• **TASKS FOR THIS EXERCISE**
1 – Using the household spending transcript, decide whether each statement agrees with it: (a) The monthly spending amount had stayed at 3000 since before the couple's daughter was born. (b) Natalie says she has never held off on purchases before. (c) Natalie says inflation has been accounted for in the monthly amount. Answer yes or no for each, quoting the deciding words.
2 – Transcribe the household spending transcript word for word, everything from "What are you going" down to "for our child?".

• **DOCUMENT**
What are you going to do, though, if, even if we had that conversation seven days in advance of that walk that we took where I just dropped the bombshell of how much we overspent, what are you not going to go to the grocery store and buy groceries for our child?

Natalie Slagle  07:15

That would not be the option. You know that there's so many things that we purchased that I could hold off. And we've done this before, and I think this is what was happening before I had you take over. Kind of recording our expenses is I would say, Oh, we're getting really tight. I know we need toilet paper paper towels. And I would be that person that says, Well, we have two toilet paper rolls. So technically, we could probably go another few days, and I would make those stupid little decisions to do everything I can to mitigate the bleeding that I felt like was happening.

Dan Slagle  07:55

You literally just told our viewers that if you knew that information seven days in advance, that you would not buy toilet paper for our home.

Natalie Slagle  08:03

If we still had a couple rolls left, I'd be like, use the rolls, people and no guests over, because they'll use our toilet paper. No, I'm just kidding, but I would seriously. You know, there's just so many things you purchase that you don't need to have that day. You don't need to have it. And I think the that's kind of a mindset thing, though, I can easily go into scarcity mindset and just act like that when it's we don't have the financial situation where I'm I need to have a household lacking toilet paper. That's fortunately, that's just not what we need to have. But what came out of that discussion is a we need to communicate more about where we're at with our spending, and what you had communicated, which you've been trying to communicate to me for a while now, is we need to increase this bucket. We have been at 3000 for a long time, even before we had our daughter this bucket of money that we said, okay, we can spend this in a month. It's been at 3000 for too long. You haven't accounted for inflation.

Source records:
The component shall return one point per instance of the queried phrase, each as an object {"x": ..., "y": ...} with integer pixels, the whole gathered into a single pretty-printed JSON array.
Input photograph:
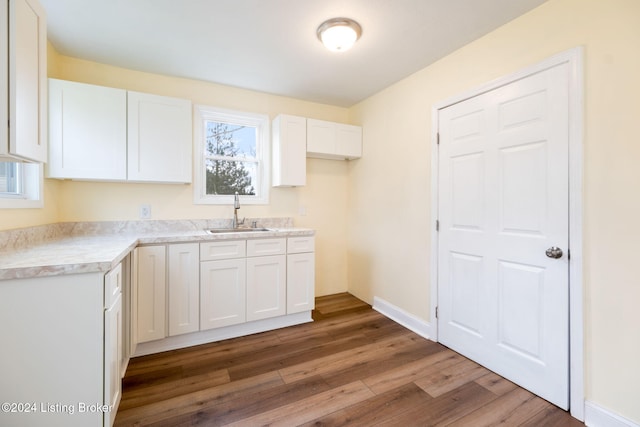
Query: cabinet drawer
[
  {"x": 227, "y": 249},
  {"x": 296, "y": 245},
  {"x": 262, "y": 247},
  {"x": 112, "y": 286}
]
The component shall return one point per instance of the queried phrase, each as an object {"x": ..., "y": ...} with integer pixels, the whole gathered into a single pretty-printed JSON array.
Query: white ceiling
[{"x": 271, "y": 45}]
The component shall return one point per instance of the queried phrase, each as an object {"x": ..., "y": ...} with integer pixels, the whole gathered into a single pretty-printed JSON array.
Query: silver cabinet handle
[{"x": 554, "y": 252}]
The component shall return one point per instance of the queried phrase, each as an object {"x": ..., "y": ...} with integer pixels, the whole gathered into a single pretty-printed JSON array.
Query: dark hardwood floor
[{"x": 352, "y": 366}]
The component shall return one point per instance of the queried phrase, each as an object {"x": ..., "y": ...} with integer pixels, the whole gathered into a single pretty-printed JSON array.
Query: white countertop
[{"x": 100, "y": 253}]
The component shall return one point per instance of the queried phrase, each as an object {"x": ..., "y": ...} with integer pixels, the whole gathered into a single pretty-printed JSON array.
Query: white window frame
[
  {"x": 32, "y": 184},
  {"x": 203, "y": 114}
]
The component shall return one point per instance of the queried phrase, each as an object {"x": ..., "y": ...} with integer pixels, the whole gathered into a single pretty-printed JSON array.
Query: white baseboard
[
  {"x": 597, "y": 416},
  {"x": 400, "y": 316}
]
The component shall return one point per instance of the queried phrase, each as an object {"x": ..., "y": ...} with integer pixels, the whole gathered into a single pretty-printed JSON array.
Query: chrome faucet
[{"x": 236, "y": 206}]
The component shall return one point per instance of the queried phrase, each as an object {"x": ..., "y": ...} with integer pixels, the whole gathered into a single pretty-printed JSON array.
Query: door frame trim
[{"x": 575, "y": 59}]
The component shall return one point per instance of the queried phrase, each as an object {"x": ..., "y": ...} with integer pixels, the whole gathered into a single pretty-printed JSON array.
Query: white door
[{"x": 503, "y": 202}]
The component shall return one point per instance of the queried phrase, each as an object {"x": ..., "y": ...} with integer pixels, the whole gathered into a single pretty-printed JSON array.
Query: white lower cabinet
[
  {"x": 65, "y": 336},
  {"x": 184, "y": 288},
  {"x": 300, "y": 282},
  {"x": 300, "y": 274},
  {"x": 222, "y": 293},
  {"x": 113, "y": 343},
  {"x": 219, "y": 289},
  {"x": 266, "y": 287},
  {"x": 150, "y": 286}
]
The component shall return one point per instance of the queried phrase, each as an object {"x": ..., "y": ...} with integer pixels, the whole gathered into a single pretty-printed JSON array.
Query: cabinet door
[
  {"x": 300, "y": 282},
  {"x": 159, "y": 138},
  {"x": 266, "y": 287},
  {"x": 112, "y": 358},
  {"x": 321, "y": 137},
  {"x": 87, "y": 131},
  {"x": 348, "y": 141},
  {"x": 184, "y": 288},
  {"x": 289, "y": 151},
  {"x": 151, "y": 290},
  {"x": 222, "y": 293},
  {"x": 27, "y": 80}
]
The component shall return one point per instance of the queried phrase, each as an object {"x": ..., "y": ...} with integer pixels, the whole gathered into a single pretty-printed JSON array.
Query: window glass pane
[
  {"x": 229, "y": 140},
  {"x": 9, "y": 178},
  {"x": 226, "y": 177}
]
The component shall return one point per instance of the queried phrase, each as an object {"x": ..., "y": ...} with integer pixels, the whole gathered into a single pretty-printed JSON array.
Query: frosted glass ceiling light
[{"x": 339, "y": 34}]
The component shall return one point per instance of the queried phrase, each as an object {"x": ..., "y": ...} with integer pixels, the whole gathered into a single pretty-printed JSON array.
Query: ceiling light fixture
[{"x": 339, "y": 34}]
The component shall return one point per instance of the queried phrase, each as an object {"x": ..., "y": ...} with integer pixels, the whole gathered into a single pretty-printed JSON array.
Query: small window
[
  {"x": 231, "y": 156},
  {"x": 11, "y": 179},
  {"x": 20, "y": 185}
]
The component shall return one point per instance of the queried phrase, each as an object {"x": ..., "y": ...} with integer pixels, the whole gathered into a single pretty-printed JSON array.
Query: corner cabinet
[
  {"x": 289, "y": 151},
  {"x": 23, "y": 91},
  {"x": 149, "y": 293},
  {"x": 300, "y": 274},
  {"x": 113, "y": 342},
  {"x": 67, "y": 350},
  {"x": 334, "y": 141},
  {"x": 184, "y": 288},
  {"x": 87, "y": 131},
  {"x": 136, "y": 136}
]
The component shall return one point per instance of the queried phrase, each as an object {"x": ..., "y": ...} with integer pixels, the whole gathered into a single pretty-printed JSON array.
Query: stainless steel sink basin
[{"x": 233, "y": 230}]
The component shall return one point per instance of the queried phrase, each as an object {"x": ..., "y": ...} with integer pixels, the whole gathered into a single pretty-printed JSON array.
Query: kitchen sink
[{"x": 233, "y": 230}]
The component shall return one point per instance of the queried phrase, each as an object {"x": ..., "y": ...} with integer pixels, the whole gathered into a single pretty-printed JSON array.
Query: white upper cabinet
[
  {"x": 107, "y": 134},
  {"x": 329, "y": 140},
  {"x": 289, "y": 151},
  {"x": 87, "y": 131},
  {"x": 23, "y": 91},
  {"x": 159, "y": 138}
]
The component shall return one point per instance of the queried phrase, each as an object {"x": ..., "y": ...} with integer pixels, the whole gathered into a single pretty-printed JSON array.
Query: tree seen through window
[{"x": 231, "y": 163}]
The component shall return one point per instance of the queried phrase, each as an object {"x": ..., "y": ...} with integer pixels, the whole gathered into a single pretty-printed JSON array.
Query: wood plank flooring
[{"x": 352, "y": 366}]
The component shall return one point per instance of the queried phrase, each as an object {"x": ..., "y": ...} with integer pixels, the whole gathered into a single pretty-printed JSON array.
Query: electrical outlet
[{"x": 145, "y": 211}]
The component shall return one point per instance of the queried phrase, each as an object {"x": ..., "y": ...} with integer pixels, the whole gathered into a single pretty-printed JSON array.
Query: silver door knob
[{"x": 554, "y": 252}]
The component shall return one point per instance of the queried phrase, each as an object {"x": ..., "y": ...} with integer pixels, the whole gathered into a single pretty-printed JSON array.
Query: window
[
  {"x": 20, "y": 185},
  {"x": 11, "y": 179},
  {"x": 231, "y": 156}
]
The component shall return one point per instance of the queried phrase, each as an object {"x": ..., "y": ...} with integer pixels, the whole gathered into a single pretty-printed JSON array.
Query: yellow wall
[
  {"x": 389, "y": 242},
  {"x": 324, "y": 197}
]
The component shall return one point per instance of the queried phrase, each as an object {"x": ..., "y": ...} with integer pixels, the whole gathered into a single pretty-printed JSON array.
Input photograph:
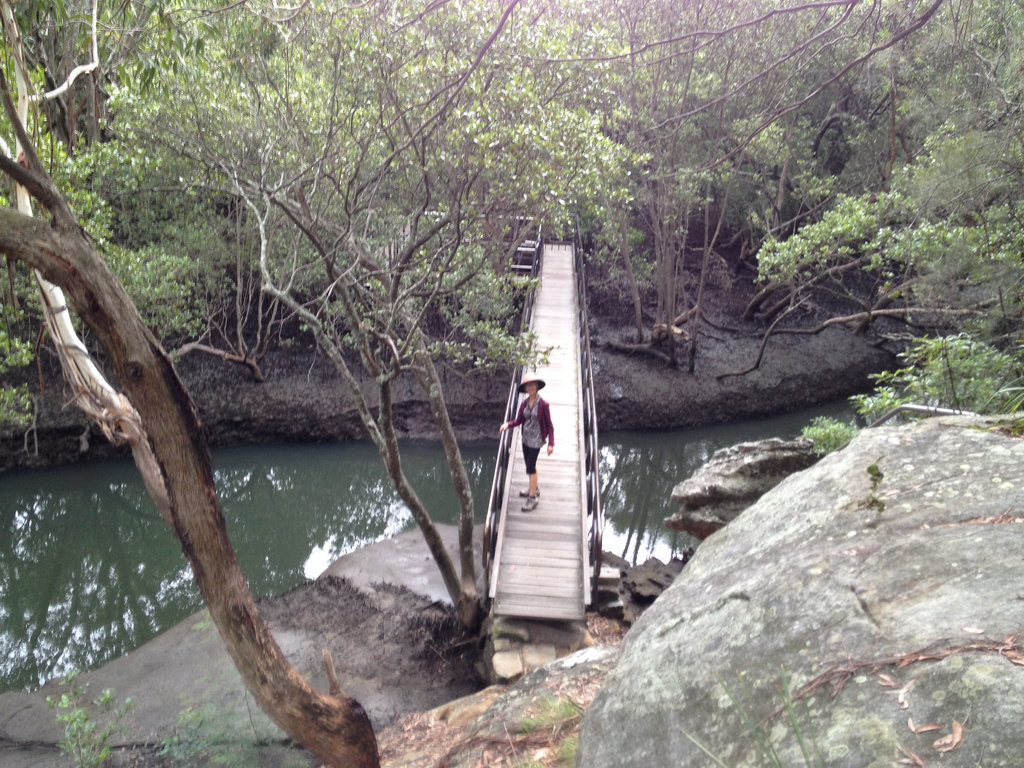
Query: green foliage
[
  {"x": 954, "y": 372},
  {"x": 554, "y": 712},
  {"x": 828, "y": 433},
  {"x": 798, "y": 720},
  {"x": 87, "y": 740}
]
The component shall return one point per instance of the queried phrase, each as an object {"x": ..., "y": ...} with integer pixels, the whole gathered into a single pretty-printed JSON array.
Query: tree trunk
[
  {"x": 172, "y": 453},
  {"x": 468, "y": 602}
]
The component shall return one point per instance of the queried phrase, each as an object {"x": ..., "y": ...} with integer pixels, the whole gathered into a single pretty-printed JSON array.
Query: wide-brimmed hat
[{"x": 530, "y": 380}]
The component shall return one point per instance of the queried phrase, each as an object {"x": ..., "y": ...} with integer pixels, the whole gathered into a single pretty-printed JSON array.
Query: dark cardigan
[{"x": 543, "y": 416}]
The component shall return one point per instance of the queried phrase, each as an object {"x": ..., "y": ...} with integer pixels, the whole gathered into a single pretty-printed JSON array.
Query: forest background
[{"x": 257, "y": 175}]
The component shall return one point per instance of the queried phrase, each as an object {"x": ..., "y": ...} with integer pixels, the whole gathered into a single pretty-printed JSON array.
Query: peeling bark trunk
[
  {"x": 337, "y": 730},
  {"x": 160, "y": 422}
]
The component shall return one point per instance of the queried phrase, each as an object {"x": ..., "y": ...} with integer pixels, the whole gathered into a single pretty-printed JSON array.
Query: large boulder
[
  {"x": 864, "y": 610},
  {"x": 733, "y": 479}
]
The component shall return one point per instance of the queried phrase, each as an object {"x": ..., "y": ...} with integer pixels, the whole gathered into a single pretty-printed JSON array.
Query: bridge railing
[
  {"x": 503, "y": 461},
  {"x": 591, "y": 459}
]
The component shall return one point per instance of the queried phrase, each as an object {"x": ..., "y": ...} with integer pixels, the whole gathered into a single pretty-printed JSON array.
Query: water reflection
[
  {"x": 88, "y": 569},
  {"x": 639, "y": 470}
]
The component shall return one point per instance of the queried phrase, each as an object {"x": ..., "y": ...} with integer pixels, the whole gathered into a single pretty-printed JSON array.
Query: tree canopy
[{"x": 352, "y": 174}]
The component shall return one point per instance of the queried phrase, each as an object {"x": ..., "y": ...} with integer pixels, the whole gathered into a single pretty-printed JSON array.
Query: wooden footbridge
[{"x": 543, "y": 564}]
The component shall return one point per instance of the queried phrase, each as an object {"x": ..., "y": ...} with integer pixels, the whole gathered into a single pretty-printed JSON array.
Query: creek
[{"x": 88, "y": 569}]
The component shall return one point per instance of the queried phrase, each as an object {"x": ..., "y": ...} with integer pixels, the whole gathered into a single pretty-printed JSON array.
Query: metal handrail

• **SOLUTIONS BELOW**
1 –
(a) Yes: "We have been at 3000 for a long time, even before we had our daughter"
(b) No: "And we've done this before"
(c) No: "You haven't accounted for inflation."

2 –
What are you going to do, though, if, even if we had that conversation seven days in advance of that walk that we took where I just dropped the bombshell of how much we overspent, what are you not going to go to the grocery store and buy groceries for our child?